Source records.
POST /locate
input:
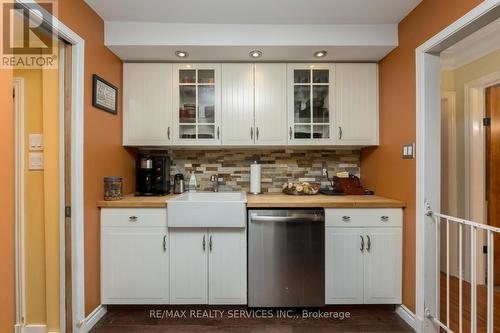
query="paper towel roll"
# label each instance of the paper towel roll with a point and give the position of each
(255, 170)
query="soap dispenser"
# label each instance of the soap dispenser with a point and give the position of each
(192, 183)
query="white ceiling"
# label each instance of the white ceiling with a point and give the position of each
(227, 30)
(477, 45)
(255, 11)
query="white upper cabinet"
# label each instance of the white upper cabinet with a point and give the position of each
(356, 104)
(250, 104)
(270, 104)
(238, 104)
(147, 104)
(197, 104)
(310, 104)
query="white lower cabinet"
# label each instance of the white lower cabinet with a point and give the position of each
(363, 256)
(134, 256)
(208, 265)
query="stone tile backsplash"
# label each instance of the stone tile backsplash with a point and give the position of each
(278, 166)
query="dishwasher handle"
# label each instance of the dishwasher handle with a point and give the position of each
(293, 218)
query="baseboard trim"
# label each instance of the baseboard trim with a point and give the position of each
(94, 317)
(32, 328)
(407, 316)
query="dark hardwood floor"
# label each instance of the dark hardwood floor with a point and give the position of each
(120, 319)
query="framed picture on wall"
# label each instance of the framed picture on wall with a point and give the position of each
(104, 95)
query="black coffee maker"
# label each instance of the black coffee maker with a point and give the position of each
(152, 174)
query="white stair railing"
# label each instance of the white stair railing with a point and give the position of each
(473, 229)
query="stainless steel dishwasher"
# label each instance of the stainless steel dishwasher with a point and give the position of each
(286, 258)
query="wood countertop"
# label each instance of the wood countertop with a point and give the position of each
(326, 201)
(275, 200)
(131, 201)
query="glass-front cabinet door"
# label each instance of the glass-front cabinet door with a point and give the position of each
(197, 104)
(310, 103)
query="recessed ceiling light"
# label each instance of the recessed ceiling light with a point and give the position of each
(181, 54)
(320, 54)
(255, 54)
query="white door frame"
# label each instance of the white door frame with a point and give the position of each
(77, 126)
(18, 85)
(428, 101)
(476, 206)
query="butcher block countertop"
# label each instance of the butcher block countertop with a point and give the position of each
(131, 201)
(274, 200)
(326, 201)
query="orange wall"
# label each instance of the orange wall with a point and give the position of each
(7, 297)
(103, 154)
(382, 168)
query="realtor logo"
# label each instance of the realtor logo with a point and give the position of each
(27, 36)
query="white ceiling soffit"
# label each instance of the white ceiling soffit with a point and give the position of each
(135, 41)
(255, 11)
(227, 30)
(475, 46)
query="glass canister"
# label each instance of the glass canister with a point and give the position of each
(113, 188)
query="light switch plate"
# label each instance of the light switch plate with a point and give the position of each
(408, 151)
(35, 141)
(35, 161)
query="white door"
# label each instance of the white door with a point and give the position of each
(197, 104)
(383, 261)
(270, 104)
(188, 266)
(344, 251)
(227, 266)
(147, 104)
(134, 265)
(356, 100)
(237, 104)
(310, 104)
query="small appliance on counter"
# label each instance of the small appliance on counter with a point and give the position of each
(152, 174)
(179, 185)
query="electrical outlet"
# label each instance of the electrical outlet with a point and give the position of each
(35, 141)
(35, 161)
(408, 151)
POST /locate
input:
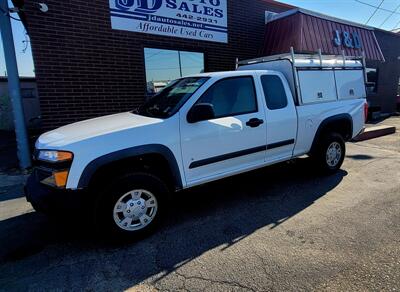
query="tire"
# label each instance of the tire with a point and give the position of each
(130, 207)
(330, 153)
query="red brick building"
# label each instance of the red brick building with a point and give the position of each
(99, 57)
(84, 68)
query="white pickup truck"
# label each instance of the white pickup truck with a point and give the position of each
(198, 129)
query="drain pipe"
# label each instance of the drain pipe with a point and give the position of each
(14, 87)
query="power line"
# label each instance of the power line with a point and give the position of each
(390, 15)
(376, 10)
(397, 25)
(373, 6)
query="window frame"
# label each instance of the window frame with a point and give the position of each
(368, 83)
(224, 79)
(265, 96)
(185, 50)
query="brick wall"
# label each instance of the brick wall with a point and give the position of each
(388, 72)
(85, 69)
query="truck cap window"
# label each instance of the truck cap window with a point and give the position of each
(231, 97)
(165, 103)
(274, 92)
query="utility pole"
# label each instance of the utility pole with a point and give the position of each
(14, 87)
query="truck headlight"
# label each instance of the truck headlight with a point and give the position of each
(54, 156)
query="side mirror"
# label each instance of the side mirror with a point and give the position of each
(201, 112)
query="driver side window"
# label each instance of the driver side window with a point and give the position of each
(231, 97)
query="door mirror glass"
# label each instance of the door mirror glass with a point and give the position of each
(201, 112)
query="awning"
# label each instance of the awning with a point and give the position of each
(307, 32)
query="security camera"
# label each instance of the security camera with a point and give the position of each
(43, 7)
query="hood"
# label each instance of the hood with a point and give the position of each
(92, 128)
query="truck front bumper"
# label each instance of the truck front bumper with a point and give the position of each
(51, 200)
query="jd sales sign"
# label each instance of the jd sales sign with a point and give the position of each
(192, 19)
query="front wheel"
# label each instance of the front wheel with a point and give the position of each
(330, 153)
(130, 206)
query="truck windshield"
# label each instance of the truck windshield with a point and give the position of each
(165, 103)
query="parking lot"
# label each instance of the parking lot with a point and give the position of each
(280, 228)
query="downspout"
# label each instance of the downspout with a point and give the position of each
(14, 87)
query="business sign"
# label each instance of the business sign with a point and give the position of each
(192, 19)
(347, 39)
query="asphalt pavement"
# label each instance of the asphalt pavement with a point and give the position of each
(282, 228)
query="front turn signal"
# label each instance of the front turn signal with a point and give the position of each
(57, 179)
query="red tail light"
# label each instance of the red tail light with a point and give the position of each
(365, 111)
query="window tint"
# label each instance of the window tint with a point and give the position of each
(163, 66)
(274, 92)
(231, 97)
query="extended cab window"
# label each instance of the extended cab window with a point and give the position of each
(274, 92)
(165, 103)
(231, 97)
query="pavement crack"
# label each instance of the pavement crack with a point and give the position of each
(221, 282)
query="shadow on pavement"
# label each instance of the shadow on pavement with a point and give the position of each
(213, 215)
(360, 157)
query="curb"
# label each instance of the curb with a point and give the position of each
(375, 132)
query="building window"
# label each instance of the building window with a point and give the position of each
(163, 66)
(372, 80)
(28, 93)
(231, 97)
(274, 92)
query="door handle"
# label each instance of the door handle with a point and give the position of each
(254, 122)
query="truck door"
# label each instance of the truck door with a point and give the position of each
(281, 117)
(234, 140)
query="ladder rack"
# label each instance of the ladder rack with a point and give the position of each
(314, 56)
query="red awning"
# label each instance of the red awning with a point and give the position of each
(307, 32)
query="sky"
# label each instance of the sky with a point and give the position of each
(345, 9)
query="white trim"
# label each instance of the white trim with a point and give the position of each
(319, 15)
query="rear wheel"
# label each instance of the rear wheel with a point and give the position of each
(131, 206)
(330, 153)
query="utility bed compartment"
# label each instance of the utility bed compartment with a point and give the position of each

What is being asked. Copy out every entry above exactly. Leave the pictures out.

Response box.
POST /locate
input:
query="paper towel roll"
# label each instance of the paper towel roll with a point and give the position of each
(255, 170)
query="soap dispenser"
# label each instance of the soap dispenser with a point and give the position of each
(192, 183)
query="white ceiling"
# label each instance of the white ceiling with a point and give the position of each
(227, 30)
(477, 45)
(255, 11)
query="white upper cabinet"
# label each instance of the white upper cabinet with a point and give the position of each
(356, 104)
(250, 104)
(270, 104)
(238, 104)
(147, 104)
(197, 104)
(310, 104)
query="white lower cabinet"
# label each instance of the white lower cabinet with a point and give the position of each
(363, 256)
(134, 256)
(208, 265)
query="stone tile backsplash"
# label each instance of the stone tile backsplash with a point and give the position of each
(278, 166)
query="dishwasher handle"
# label each instance of the dishwasher handle with a point and give the position of each
(293, 218)
query="baseboard trim"
# label each instance of the baseboard trim with a point and give the position of each
(94, 317)
(32, 328)
(407, 316)
query="dark hardwood floor"
# label each instance of the dark hardwood floor with a point and give the position of each
(120, 319)
query="framed picture on wall"
# label each instance of the framed picture on wall with a point and give the position of each
(104, 95)
query="black coffee maker"
# label each instance of the black coffee maker with a point and give the position of each
(152, 174)
query="white stair railing"
# label each instance of the white stair railing with a point and give the position of each
(473, 229)
query="stainless steel dishwasher"
# label each instance of the stainless steel dishwasher with a point and give the position of each
(286, 258)
query="wood countertop"
# label each instance of the wood countertop with a point and give the position of each
(326, 201)
(275, 200)
(131, 201)
query="glass-front cabinet door"
# label each instance of the glass-front cabinet door with a point and give the position of each
(197, 104)
(310, 103)
query="recessed ceiling light"
# label each instance of the recessed ceiling light with a point and give the position of each
(181, 54)
(320, 54)
(255, 54)
query="white door frame"
# label each instance of the white door frame with a point and give the position of each
(77, 126)
(18, 85)
(428, 101)
(476, 206)
query="butcher block countertop"
# label each instance of the butcher block countertop with a point and give the position of each
(131, 201)
(274, 200)
(326, 201)
query="orange wall"
# label each instance of the orange wall with a point and give the position of each
(7, 297)
(103, 154)
(382, 168)
query="realtor logo"
# label each instance of the realtor logo with a point and give the position of each
(27, 36)
query="white ceiling soffit"
# label each instance of the white ceiling soffit with a point and give the position of each
(135, 41)
(255, 11)
(227, 30)
(475, 46)
query="glass canister"
# label each instance of the glass canister with a point and give the position of each
(113, 188)
query="light switch plate"
# label each instance of the light switch plate with a point and give the position of each
(408, 151)
(35, 141)
(35, 161)
query="white door"
# label each instance of the white door with a point and give the position of each
(197, 104)
(383, 261)
(270, 104)
(188, 266)
(344, 251)
(227, 266)
(147, 104)
(134, 265)
(356, 100)
(237, 104)
(310, 104)
query="small appliance on counter"
# label each instance of the small appliance on counter with a point and give the position of each
(152, 174)
(179, 185)
query="electrical outlet"
# label each instance of the electrical outlet with a point and give the position of each
(35, 141)
(35, 161)
(408, 151)
POST /locate
input:
query="tire"
# label each instance of the tire with a point and give the position of each
(130, 207)
(330, 153)
query="red brick building"
# label each instance of the red brick building with a point and give the position of each
(99, 57)
(84, 68)
query="white pickup truck"
# label each instance of the white pickup truck with a point and give the position of each
(198, 129)
query="drain pipe"
# label each instance of the drain pipe with a point and give the position of each
(14, 87)
query="power line"
# label each instance of the power line with a point and give the position of each
(390, 15)
(376, 10)
(397, 25)
(373, 6)
query="window frame"
# label each instance of the window frame with a point and give the position of each
(368, 83)
(224, 79)
(265, 96)
(185, 50)
query="brick wall"
# label each instance of the brick wall with a point and give the position of each
(388, 72)
(85, 69)
query="truck cap window"
# label each instance of the truck cap window with a point and give the position of each
(231, 97)
(165, 103)
(274, 92)
query="utility pole"
# label each instance of the utility pole with a point and give the position of each
(14, 87)
query="truck headlight"
# label each instance of the truck headlight with a point and give the position of each
(54, 156)
query="side mirror"
# label each instance of the side mirror with a point and give the position of each
(201, 112)
query="driver side window"
# label each instance of the driver side window with a point and give the position of each
(231, 97)
query="door mirror glass"
# label each instance of the door mirror glass with a point and give the position of each
(201, 112)
query="awning"
# label each instance of the awning with a point and give the position of each
(307, 32)
query="security camera"
# label each instance of the security camera with a point and give the position of each
(43, 7)
query="hood"
# label each instance of the hood with a point and give the position of each
(92, 128)
query="truck front bumper"
# label each instance of the truck front bumper with a point and give the position of each
(51, 200)
query="jd sales sign"
# label each instance of the jd sales sign with a point and give the position of each
(192, 19)
query="front wheel"
# label each instance of the front wheel with a point and give the position of each
(330, 153)
(130, 206)
query="truck windshield"
# label each instance of the truck windshield with a point and give the position of each
(165, 103)
query="parking lot"
# label each instance of the parking lot with a point and give the position of each
(280, 228)
query="downspout"
# label each instance of the downspout with a point and give the position of each
(14, 87)
query="business sign"
# label each instance of the business sign with a point and give the position of each
(192, 19)
(347, 39)
query="asphalt pavement"
# label each instance of the asphalt pavement with a point and give the position of each
(282, 228)
query="front turn signal"
# label each instance of the front turn signal with a point and give the position of each
(57, 179)
query="red tail light"
# label each instance of the red tail light with a point and give the position of each
(365, 111)
query="window tint"
# label each instance of the window tint with a point and give the position of each
(163, 66)
(274, 92)
(231, 97)
query="extended cab window"
# label each instance of the extended cab window with a point and give the position of each
(274, 92)
(165, 103)
(231, 97)
query="pavement crack"
# label each instance of the pavement crack with a point and give the position of each
(221, 282)
query="shadow on pavement"
# label each instance of the shadow on pavement with a point and give the position of each
(213, 215)
(360, 157)
query="curb"
# label each instance of the curb with a point and give the position of each
(375, 132)
query="building window"
# label each instance of the building window with a point and give the position of each
(163, 66)
(372, 80)
(28, 93)
(231, 97)
(274, 92)
query="door handle"
# label each instance of the door handle with a point and give the position of each
(254, 122)
query="truck door"
# label each instance of the truck door with a point and give the position of each
(281, 117)
(234, 140)
query="ladder rack"
# label each instance of the ladder rack with a point and give the position of each
(314, 56)
query="red awning"
# label each instance of the red awning with a point and give the position of each
(307, 32)
query="sky"
# label each instance of the sky with a point and give the position of each
(345, 9)
query="white trim"
# label each instance of the white trim with a point and give the position of each
(319, 15)
query="rear wheel"
# label each instance of the rear wheel with a point and give the position of each
(131, 206)
(330, 153)
query="utility bed compartment"
# label each instance of the utility bed compartment with a point and give the position of each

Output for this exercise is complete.